#### Objetivo A
Según el texto sobre la democracia representativa, ¿por qué los ciudadanos necesitan un criterio de elegibilidad? Explícalo en una a tres oraciones.
#### Objetivo B
Localiza las filas que contienen la palabra "lawn" y cópialas todas.

#### Texto proporcionado
===============

Por otra parte, hoy no se trata sólo de las desiguales
oportunidades de educación que en un pasado bastante reciente oponían la
masa de los ingnorates a la élite de los hombre cultos. La inmensa
mayoría de los gobernantes es lamentablemente inculta, incapaz de pensar
con lógica y de concebir ideas propias. Bien se puede hablar en
nuestros días de la recua gubernamental.
En nuestros días parece advertirse en los partidos políticos un proceso de desideologización. En realidad no se trata de eso sino, más bien, de una creciente uniformación ideológica en la cual el pragmatismo y la tecnocracia encubren una vergonzante capitulación ante los postulados del capitalismo salvaje. Hoy, menos que nunca, optar por un partido significa defender una idea o un programa, frente a otra idea y otro programa. El nuevo orden mundial, cuya bandera es gris, impone la mediocridad como sustituto de la libertad y de la justicia.
Y no podemos entra en el terreno de la cultura moral. Si la
democracia se basa; como dice Montesquieu, en la virtud, y medimos la
virtud de una sociedad por la de sus «representantes», es obvio que
nuestra democracia representativa carece de base y puede hundirse en
cualquier momento.
De todas maneras, estos hechos indudables (sobre todo en América
Latina) nos fuerzan a replantear uno de los más profundos problemas de
toda democracia representativa: el del criterio de elegibilidad. Si el
conjunto de los ciudadanos de un Estado debe escoger de su seno a un
pequeño grupo de hombres que lo represente y delegar permanentemente
todo su poder en ese grupo, será necesario que cuente con un criterio
para tal elección. ¿Por qué designar a fulano y no a mengano? ¿Por qué a
X antes que a Z? Se trata de aplicar el principio de razón suficientes.

===============

#### Datos del ejercicio

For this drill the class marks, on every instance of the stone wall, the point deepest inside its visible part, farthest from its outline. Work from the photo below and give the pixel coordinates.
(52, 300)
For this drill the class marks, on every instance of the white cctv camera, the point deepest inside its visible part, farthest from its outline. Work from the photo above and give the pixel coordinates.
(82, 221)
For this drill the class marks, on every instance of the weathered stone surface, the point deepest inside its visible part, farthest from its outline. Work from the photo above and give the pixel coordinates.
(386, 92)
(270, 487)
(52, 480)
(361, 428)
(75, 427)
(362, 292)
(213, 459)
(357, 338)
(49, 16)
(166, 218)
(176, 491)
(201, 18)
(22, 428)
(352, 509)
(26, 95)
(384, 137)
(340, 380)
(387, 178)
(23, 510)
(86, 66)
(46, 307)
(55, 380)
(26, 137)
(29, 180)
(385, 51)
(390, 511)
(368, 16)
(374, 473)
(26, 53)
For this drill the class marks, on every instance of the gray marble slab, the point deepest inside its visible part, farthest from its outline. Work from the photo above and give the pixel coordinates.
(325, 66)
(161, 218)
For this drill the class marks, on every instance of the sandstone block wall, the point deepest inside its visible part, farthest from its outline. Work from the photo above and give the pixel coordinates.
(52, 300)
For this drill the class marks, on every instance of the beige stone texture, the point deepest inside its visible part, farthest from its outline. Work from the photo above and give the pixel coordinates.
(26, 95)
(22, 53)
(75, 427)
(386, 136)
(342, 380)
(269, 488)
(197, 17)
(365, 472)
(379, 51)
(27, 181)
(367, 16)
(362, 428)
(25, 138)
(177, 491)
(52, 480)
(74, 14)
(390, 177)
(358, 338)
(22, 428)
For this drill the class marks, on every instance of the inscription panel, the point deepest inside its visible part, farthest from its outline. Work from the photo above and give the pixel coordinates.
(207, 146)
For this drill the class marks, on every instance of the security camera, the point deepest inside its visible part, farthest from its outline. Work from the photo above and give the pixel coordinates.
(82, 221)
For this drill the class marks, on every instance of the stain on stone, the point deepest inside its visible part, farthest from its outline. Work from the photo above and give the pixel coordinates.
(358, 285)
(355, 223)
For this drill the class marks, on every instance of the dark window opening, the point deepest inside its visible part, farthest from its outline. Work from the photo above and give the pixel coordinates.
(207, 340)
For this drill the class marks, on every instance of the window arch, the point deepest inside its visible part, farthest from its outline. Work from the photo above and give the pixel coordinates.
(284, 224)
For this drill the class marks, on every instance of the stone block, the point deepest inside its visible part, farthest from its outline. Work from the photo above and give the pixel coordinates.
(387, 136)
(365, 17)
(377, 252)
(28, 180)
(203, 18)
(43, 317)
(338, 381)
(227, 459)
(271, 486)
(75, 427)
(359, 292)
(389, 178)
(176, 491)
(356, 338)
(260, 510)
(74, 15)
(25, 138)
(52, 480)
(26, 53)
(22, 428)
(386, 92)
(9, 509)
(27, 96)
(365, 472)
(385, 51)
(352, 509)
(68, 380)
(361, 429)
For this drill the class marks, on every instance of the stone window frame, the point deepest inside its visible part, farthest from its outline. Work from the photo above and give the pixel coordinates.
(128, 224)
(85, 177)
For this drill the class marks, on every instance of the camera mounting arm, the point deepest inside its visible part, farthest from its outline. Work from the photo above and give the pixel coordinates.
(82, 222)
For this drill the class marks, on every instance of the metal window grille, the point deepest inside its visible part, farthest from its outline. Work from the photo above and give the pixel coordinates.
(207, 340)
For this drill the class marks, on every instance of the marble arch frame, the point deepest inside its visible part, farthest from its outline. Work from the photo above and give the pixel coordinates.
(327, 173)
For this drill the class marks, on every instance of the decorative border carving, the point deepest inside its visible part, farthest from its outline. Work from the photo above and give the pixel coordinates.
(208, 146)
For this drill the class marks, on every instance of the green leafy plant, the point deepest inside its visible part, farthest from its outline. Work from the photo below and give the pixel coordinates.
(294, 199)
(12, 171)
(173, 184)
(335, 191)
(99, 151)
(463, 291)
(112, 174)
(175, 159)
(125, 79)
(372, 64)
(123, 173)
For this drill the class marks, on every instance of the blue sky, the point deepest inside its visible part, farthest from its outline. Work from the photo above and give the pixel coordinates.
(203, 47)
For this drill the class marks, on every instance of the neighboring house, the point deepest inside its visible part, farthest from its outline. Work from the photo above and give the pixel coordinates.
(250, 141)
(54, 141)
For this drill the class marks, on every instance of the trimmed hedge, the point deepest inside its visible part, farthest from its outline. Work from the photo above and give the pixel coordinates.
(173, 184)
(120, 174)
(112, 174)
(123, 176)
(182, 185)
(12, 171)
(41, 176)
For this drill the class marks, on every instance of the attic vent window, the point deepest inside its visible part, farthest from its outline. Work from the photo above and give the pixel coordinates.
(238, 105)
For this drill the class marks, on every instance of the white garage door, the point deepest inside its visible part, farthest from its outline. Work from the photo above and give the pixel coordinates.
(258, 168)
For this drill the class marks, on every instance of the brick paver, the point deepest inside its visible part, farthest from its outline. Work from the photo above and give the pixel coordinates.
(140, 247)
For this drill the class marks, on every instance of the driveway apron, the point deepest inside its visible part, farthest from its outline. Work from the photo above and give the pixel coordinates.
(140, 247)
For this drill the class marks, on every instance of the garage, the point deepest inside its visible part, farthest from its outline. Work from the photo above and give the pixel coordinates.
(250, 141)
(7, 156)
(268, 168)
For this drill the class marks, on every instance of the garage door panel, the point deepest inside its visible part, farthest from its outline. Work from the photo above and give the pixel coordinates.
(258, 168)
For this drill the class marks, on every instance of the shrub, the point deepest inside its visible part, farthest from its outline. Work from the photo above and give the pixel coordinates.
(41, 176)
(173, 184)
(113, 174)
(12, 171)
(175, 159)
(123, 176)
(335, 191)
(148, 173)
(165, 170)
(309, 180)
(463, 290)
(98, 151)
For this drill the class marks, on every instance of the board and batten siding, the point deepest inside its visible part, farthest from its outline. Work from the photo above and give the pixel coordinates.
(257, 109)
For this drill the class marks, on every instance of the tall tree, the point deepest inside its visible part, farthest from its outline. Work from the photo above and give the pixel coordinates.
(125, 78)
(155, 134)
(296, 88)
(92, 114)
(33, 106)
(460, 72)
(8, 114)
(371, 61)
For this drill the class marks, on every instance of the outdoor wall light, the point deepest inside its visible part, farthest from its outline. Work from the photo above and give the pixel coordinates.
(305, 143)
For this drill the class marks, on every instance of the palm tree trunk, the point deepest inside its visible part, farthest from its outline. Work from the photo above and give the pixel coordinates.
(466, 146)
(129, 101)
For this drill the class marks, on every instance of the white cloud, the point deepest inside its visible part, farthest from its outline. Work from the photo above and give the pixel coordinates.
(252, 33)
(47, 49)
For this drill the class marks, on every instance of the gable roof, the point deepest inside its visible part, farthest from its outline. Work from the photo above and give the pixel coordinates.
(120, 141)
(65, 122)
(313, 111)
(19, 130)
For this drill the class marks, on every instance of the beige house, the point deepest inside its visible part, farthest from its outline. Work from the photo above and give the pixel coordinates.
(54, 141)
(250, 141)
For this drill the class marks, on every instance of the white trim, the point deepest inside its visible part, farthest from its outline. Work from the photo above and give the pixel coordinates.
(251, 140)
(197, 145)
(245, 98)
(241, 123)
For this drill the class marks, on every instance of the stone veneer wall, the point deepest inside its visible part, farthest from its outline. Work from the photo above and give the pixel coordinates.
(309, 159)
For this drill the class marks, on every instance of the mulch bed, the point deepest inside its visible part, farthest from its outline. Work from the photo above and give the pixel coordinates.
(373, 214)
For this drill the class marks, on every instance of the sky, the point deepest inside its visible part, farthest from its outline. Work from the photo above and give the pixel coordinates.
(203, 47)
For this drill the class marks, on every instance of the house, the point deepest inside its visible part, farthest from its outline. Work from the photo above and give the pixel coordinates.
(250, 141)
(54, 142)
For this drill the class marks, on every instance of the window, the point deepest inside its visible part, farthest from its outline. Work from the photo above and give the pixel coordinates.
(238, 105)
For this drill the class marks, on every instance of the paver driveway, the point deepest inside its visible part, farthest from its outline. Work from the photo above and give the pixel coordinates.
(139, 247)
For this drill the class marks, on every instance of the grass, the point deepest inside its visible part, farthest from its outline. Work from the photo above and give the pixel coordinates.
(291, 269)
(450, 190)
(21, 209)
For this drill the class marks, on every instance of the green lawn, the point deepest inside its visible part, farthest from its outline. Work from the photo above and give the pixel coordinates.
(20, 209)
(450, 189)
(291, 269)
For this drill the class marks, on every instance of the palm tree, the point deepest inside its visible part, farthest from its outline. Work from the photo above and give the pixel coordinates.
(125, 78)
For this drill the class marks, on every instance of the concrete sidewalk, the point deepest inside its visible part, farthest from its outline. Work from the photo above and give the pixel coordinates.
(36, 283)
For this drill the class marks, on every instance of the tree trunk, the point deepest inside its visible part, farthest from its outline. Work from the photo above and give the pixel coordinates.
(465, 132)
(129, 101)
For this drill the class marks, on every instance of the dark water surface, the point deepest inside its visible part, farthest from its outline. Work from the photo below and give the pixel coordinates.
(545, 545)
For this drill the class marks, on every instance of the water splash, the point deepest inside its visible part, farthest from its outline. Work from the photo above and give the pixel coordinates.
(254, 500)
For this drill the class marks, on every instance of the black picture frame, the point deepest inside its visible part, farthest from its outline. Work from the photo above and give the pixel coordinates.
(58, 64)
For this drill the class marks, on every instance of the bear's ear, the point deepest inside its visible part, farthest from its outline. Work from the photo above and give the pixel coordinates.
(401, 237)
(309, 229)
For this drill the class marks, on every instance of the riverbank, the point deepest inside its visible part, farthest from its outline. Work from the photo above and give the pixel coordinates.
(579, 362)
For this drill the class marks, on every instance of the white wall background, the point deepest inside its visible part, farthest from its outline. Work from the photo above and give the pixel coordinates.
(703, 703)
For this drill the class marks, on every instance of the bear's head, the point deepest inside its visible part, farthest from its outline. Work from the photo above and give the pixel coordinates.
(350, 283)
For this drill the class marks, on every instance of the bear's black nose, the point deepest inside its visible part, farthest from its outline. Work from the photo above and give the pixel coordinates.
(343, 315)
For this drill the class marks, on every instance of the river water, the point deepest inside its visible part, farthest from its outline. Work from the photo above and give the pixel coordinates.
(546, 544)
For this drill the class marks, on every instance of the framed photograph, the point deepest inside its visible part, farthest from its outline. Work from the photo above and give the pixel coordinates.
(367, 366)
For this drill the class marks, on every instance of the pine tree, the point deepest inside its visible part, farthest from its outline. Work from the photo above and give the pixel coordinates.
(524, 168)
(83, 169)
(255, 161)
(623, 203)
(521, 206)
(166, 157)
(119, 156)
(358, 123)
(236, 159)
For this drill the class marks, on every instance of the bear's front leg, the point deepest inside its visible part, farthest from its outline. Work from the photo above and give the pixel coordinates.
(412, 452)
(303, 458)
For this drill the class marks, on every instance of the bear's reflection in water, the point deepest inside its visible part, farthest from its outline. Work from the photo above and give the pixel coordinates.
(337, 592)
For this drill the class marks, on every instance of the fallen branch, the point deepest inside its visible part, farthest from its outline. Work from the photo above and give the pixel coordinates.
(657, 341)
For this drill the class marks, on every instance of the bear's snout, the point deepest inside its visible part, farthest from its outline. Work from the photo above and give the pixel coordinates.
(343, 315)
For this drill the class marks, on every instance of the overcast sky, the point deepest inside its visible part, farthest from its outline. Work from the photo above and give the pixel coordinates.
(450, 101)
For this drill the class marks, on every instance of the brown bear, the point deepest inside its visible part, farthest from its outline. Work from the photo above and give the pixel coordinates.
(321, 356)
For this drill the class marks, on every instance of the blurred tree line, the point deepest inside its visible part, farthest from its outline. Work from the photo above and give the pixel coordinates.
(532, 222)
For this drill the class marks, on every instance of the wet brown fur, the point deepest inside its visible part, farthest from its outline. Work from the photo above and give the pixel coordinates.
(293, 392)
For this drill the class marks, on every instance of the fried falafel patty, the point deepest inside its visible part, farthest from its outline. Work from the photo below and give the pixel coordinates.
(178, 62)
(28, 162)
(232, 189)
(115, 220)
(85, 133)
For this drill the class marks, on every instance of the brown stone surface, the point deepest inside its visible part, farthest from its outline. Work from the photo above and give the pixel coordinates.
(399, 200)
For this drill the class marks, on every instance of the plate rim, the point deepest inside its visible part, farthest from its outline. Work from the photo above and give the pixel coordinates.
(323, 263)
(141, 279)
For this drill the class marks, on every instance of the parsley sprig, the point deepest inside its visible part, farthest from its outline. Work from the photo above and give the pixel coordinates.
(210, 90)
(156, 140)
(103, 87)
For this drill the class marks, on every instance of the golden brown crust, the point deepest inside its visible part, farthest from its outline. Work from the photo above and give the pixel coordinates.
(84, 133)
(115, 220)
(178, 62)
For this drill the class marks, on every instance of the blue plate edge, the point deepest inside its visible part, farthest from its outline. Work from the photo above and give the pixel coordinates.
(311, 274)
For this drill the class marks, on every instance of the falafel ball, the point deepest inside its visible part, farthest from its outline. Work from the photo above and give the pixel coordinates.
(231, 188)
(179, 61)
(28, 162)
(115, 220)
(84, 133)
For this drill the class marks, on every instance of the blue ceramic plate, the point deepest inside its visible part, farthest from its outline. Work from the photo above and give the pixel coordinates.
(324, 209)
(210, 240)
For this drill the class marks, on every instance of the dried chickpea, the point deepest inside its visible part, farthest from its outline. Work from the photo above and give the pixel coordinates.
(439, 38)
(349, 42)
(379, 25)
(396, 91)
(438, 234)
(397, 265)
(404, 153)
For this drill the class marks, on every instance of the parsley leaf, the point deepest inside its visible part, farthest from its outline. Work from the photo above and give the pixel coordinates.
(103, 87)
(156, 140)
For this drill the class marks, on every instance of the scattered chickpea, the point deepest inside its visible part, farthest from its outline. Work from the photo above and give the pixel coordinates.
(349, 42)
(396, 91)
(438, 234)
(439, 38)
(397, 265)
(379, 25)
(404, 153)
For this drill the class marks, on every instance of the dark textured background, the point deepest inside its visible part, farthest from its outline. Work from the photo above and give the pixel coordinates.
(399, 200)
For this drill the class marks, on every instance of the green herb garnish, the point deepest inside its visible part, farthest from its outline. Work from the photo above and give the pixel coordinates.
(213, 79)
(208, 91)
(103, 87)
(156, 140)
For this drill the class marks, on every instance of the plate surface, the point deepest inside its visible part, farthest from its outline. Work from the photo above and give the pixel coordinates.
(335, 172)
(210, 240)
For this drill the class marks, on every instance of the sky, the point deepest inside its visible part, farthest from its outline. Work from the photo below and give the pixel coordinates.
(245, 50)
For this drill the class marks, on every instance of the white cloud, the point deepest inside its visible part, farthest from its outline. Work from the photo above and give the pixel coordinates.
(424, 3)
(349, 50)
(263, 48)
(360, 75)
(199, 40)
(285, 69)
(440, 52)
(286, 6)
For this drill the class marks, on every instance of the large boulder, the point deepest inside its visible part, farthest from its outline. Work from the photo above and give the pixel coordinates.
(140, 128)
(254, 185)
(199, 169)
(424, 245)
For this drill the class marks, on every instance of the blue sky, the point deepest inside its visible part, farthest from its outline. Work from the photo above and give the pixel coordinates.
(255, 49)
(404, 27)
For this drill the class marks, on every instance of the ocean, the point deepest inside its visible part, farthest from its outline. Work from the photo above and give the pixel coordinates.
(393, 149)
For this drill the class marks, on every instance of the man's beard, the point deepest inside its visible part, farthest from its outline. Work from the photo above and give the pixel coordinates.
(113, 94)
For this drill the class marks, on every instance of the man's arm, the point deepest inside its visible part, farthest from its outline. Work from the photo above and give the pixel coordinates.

===============

#### Resultado final A
Los ciudadanos necesitan un criterio de elegibilidad porque el conjunto de los ciudadanos de un Estado debe escoger de su seno a un pequeño grupo de hombres que lo represente y delegar permanentemente todo su poder en ese grupo. Por eso tiene que contar con un criterio que explique por qué designar a una persona y no a otra.

#### Resultado final B
For this drill the class marks, on every instance of the green lawn, the point deepest inside its visible part, farthest from its outline. Work from the photo above and give the pixel coordinates.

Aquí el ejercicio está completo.